TASK SET:
**a)** In the web scraping notebook below, reproduce everything from "pathchrome = parameters['pathchrome']" down to "scraping the data.".
**b)** Do these statements agree with the web scraping notebook below? For each, answer yes or no and quote the words that decide it.
(i) The config file must always sit in the same folder as the script.
(ii) The user has 30 seconds to set the filter before scraping begins.
(iii) The scraped data is saved to a CSV file.

TEXT SEGMENT:
# Web Scraping with Selenium

Define the URL with the data you want to scrape (dynamic tables) and the path to the Chrome driver

In [None]:
pathchrome = 'Insert path to Chrome driver here'
url = "Insert URL here

Read the URL and Chrome driver path from a config file
Unless a file_path is specified, the config file should be in the same folder as the script

In [None]:
def read_parameters(file_path):
    parameters = {}
    with open(file_path, 'r') as file:
        for line in file:
            key, value = line.strip().split(' = ')
            parameters[key] = value
    return parameters

config_file_path = 'config.txt'
parameters = read_parameters(config_file_path)

pathchrome = parameters['pathchrome']
url = parameters['url']

print(f"pathchrome: {pathchrome}")
print(f"url: {url}")


Start the web driver and navigate to the webpage
Attention - The user has to set the filter manually.
You will have 30 seconds to do so before the script starts scraping the data.
The scrapped data will be saved in an Excel file - change the name of the file if you want to save it under a different name or a different location.

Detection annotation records

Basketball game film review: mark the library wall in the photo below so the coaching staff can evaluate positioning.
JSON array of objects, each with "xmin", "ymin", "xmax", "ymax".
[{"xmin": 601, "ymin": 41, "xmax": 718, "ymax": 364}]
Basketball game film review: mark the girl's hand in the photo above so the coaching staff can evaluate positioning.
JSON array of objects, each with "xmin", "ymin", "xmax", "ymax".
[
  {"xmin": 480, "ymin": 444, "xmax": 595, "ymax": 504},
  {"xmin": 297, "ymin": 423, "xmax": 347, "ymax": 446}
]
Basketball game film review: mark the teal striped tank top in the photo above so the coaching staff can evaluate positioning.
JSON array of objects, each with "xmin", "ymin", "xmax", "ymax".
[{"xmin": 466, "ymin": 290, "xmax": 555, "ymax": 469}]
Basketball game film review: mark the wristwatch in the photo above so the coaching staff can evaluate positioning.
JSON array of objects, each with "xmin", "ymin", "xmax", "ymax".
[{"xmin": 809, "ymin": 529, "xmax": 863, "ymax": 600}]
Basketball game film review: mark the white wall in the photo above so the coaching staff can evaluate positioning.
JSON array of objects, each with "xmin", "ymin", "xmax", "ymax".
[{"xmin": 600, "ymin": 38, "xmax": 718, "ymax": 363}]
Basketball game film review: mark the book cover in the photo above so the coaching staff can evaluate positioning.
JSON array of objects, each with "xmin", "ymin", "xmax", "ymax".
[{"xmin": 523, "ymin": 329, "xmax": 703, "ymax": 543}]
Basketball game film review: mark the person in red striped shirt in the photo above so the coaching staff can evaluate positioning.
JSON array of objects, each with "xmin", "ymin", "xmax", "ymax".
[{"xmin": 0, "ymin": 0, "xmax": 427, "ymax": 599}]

...

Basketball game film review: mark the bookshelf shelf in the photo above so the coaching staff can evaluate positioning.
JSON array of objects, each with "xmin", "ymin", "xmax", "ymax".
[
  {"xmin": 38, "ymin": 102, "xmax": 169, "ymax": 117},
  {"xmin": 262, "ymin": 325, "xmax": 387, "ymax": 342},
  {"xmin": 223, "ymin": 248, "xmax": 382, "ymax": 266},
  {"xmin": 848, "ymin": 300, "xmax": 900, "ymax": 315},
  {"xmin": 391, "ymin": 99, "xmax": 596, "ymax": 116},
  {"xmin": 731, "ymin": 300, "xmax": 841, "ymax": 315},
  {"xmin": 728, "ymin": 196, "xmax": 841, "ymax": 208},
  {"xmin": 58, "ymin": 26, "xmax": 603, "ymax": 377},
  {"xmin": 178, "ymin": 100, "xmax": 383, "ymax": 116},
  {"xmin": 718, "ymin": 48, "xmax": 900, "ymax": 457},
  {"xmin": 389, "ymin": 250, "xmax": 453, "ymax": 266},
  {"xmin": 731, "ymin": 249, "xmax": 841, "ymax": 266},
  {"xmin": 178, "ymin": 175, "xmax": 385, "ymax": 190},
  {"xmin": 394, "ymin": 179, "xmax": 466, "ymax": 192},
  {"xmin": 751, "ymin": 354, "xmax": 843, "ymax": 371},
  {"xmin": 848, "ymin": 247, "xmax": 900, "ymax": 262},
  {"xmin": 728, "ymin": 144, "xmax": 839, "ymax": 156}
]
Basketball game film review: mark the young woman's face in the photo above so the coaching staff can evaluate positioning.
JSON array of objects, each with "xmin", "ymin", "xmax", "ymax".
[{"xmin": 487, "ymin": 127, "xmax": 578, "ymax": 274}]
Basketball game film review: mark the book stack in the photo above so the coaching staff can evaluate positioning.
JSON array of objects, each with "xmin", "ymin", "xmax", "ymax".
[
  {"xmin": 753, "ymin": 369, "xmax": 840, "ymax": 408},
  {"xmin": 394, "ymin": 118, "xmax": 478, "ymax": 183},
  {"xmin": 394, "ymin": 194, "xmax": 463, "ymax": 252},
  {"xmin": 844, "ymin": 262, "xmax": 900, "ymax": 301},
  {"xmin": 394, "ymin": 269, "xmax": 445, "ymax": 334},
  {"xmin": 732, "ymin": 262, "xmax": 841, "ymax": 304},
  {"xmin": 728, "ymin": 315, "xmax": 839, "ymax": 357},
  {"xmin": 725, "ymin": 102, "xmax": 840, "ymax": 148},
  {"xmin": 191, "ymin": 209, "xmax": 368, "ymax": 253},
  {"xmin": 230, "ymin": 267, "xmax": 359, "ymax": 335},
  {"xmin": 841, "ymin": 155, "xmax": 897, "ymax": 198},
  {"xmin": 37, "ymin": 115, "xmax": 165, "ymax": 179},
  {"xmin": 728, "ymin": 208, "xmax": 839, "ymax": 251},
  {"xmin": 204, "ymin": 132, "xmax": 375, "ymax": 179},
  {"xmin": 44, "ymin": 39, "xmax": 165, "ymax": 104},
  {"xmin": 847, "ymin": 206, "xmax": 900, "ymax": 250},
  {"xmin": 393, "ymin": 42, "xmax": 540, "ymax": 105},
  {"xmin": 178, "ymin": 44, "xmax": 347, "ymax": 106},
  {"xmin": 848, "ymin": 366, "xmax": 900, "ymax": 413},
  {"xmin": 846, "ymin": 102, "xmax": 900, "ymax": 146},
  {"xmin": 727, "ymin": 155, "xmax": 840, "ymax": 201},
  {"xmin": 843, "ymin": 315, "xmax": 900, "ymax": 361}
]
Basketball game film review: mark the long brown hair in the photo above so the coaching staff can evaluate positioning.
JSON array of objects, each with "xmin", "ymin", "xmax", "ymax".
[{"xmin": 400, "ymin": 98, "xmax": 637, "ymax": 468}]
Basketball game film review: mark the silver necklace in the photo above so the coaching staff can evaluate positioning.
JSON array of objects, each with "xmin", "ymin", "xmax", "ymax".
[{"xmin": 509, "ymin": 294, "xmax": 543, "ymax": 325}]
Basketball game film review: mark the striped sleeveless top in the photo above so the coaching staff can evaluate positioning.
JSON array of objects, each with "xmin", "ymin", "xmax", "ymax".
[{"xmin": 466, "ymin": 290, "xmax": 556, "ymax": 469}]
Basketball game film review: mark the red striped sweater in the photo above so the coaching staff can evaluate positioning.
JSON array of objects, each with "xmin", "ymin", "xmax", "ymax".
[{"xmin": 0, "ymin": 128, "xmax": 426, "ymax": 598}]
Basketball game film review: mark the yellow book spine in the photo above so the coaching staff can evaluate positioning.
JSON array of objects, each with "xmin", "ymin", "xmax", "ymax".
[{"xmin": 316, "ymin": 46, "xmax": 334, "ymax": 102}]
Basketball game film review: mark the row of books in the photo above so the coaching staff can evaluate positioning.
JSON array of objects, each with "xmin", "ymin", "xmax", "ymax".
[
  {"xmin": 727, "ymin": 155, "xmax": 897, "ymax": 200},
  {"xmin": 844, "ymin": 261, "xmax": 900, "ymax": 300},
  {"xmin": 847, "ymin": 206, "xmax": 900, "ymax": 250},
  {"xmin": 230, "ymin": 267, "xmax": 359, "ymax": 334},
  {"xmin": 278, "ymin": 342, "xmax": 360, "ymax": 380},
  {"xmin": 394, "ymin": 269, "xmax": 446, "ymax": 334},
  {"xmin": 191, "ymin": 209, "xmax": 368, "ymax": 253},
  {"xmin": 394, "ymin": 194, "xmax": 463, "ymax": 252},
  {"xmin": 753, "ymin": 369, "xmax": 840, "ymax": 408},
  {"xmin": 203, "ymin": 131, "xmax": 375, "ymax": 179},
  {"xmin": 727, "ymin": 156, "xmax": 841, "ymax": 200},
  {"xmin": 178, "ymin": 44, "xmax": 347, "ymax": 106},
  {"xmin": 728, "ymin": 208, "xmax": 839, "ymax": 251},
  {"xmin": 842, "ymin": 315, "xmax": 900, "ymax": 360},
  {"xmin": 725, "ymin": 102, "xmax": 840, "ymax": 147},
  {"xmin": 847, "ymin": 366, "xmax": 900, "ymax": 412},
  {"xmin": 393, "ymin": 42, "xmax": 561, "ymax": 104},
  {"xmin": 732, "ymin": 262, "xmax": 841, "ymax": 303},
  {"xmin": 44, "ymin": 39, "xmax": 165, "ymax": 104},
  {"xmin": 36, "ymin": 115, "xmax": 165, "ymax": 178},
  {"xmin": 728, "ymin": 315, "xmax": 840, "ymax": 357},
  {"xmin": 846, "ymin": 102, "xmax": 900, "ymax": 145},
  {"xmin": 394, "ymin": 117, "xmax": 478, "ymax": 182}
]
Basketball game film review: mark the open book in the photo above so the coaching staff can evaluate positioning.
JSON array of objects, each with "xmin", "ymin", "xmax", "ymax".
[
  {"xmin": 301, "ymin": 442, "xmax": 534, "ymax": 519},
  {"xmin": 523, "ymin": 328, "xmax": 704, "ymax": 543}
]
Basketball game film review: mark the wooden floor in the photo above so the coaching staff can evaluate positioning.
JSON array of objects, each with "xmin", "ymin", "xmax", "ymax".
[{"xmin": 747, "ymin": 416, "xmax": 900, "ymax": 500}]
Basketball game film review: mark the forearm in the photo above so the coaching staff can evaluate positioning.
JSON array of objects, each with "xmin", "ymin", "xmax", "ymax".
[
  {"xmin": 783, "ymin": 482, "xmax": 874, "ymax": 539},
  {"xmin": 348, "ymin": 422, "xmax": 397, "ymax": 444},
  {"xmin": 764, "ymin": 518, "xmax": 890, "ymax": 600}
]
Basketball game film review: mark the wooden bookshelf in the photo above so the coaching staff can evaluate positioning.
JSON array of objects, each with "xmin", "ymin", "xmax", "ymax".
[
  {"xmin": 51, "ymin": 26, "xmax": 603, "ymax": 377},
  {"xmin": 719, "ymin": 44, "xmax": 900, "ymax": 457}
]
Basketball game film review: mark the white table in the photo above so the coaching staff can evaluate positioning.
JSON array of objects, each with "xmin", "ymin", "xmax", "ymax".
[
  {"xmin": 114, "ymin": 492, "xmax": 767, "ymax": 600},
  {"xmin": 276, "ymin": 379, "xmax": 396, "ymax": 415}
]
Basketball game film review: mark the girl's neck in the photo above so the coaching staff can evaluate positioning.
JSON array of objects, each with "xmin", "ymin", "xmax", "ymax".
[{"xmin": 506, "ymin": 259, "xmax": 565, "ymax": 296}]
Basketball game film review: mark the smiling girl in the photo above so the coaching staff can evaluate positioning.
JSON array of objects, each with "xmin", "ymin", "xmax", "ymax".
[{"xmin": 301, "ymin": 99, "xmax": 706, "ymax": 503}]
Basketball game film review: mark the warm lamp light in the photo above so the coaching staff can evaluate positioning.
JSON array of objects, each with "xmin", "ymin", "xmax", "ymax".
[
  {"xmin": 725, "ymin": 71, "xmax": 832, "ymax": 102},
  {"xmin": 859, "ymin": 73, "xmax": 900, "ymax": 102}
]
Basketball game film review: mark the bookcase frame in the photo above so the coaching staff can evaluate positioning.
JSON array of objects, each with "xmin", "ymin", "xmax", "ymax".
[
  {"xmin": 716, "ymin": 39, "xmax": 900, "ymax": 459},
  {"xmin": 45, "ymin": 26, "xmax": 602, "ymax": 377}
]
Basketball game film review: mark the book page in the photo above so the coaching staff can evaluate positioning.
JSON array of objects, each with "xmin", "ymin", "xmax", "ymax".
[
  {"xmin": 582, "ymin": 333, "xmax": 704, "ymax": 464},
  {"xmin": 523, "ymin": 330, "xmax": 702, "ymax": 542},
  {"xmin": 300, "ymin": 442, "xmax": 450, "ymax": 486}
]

--

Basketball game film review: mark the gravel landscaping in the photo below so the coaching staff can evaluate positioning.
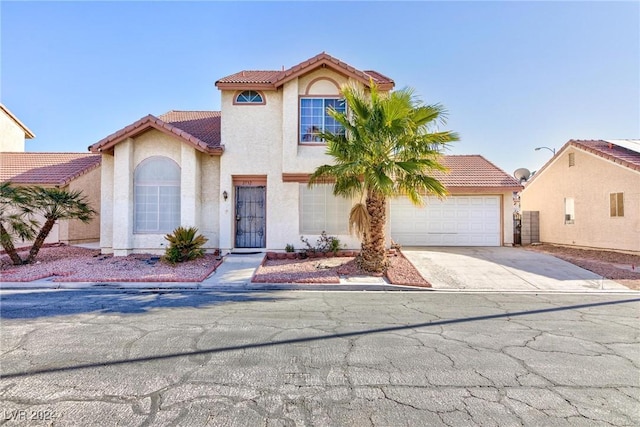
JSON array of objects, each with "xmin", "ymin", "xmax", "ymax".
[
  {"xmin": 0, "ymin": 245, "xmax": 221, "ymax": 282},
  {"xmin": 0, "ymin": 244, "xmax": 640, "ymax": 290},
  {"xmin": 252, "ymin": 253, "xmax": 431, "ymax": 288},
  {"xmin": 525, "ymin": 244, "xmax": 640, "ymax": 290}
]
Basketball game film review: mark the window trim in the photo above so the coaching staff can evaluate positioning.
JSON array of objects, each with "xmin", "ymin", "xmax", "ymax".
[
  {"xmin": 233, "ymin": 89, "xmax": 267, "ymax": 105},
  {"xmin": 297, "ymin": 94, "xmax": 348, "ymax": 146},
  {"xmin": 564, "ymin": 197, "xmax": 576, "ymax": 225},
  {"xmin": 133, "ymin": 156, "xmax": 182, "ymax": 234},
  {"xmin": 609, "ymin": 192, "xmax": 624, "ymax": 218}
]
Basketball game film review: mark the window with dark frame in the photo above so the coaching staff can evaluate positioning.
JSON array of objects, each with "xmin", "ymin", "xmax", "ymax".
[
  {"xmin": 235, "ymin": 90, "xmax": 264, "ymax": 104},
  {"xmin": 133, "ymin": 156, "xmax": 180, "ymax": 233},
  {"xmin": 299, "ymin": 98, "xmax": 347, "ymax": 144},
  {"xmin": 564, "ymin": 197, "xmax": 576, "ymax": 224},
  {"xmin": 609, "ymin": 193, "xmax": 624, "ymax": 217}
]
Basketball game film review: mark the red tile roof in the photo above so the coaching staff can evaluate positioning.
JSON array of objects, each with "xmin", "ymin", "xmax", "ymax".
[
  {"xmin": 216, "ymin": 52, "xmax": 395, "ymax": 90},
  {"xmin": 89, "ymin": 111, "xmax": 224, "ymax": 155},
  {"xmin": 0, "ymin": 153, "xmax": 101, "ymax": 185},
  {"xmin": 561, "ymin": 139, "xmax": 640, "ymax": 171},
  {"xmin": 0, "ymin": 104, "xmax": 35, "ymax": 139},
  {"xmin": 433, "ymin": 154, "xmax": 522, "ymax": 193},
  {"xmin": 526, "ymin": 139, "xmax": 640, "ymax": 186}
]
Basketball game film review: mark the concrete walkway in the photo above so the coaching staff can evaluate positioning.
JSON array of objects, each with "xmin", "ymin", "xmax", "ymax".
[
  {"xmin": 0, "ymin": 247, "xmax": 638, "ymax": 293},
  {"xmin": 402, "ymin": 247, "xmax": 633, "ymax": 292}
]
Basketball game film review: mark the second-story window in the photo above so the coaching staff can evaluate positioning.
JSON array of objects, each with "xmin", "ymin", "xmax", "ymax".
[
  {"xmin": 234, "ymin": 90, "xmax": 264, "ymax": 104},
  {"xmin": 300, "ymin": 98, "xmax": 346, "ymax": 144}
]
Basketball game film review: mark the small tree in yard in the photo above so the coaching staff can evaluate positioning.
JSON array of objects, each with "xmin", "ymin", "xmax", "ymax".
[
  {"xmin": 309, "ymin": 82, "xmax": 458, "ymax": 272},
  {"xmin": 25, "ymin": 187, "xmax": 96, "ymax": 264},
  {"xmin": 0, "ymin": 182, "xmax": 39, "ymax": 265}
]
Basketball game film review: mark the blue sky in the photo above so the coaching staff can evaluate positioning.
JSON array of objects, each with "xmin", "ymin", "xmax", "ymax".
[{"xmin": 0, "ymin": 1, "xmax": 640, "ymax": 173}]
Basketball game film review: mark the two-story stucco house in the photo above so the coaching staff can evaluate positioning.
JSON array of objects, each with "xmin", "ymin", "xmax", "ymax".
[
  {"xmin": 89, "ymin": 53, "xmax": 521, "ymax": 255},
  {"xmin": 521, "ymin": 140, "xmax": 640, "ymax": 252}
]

EXPECTED RESULTS:
**a)**
pathchrome = parameters['pathchrome']
url = parameters['url']

print(f"pathchrome: {pathchrome}")
print(f"url: {url}")


Start the web driver and navigate to the webpage
Attention - The user has to set the filter manually.
You will have 30 seconds to do so before the script starts scraping the data.

**b)**
(i) No: "Unless a file_path is specified, the config file should be in the same folder as the script"
(ii) Yes: "You will have 30 seconds to do so before the script starts scraping the data."
(iii) No: "The scrapped data will be saved in an Excel file"